▶ _Set exercise_
From the line containing "Practice. Identify the bus windshield" down to the last line of the material, return those lines verbatim and only those.

(Part of a data file)
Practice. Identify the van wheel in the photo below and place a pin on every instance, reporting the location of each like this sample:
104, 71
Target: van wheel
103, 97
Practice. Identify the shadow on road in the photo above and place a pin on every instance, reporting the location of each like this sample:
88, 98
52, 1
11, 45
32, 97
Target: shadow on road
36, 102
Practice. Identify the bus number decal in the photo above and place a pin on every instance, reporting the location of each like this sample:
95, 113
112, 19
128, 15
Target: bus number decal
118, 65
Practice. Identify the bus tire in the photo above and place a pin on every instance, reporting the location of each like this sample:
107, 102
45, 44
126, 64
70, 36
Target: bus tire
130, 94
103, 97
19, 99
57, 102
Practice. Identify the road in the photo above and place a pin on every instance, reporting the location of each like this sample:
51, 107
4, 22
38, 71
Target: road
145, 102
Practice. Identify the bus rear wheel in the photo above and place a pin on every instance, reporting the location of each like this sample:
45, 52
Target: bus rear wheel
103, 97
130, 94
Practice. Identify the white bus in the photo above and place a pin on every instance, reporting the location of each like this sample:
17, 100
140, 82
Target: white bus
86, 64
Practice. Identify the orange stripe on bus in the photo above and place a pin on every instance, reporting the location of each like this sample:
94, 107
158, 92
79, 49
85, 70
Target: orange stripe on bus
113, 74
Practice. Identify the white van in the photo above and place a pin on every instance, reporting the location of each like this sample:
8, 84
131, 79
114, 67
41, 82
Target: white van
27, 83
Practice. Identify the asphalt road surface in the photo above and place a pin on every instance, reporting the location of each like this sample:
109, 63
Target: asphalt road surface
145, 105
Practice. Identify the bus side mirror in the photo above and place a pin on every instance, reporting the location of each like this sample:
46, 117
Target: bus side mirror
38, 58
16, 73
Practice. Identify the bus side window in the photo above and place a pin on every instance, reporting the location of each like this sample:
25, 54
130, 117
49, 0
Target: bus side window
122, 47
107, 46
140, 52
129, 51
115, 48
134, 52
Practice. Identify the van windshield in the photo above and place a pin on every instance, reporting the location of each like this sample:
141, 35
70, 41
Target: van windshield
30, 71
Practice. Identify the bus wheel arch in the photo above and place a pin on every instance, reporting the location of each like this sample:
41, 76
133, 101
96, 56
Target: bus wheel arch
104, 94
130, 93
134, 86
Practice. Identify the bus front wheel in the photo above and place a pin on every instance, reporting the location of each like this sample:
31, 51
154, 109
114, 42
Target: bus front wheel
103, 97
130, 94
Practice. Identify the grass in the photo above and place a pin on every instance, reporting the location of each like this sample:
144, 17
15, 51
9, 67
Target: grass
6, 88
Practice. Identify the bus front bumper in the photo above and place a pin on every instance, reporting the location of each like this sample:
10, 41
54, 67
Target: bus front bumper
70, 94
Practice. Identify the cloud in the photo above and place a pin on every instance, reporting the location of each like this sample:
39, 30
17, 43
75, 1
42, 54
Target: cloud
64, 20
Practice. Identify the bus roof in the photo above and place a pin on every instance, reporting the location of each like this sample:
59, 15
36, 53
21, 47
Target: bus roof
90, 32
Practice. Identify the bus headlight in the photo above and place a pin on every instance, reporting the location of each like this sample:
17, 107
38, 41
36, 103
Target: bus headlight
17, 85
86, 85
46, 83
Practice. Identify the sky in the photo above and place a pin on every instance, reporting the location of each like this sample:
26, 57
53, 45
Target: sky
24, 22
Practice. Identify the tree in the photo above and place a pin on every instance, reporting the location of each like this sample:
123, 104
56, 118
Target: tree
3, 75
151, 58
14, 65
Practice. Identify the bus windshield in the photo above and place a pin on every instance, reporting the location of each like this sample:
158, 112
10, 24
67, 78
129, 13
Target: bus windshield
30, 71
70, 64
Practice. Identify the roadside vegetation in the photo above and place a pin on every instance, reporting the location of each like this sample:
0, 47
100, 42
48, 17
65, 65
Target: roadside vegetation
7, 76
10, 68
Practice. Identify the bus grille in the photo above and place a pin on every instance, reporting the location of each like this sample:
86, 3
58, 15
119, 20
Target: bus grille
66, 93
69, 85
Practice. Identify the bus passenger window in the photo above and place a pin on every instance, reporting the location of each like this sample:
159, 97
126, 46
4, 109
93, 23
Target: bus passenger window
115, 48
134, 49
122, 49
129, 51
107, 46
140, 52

▶ _Result of this exercise_
Practice. Identify the bus windshield in the photo above and place a pin on every instance, reporting the location of each like this sample:
158, 112
10, 24
67, 78
129, 13
Target: bus windshield
30, 71
70, 64
Practice. Identify the roadside vegetation in the photo above and place a pin on every instance, reporting the location of each like this sample:
0, 47
100, 42
48, 17
65, 65
Target: roadside vegetation
7, 76
10, 68
Practice. Identify the bus grille in the photo above and place a pin on every instance, reporting the location of each like this sample:
86, 3
58, 15
119, 20
Target: bus grille
66, 93
69, 85
Practice. Identify the bus passenger window in the photo above and place a pin on every instance, reporting the location of each like this sample:
159, 97
126, 46
4, 109
93, 23
Target: bus passenger window
115, 48
134, 49
122, 49
129, 51
107, 46
140, 52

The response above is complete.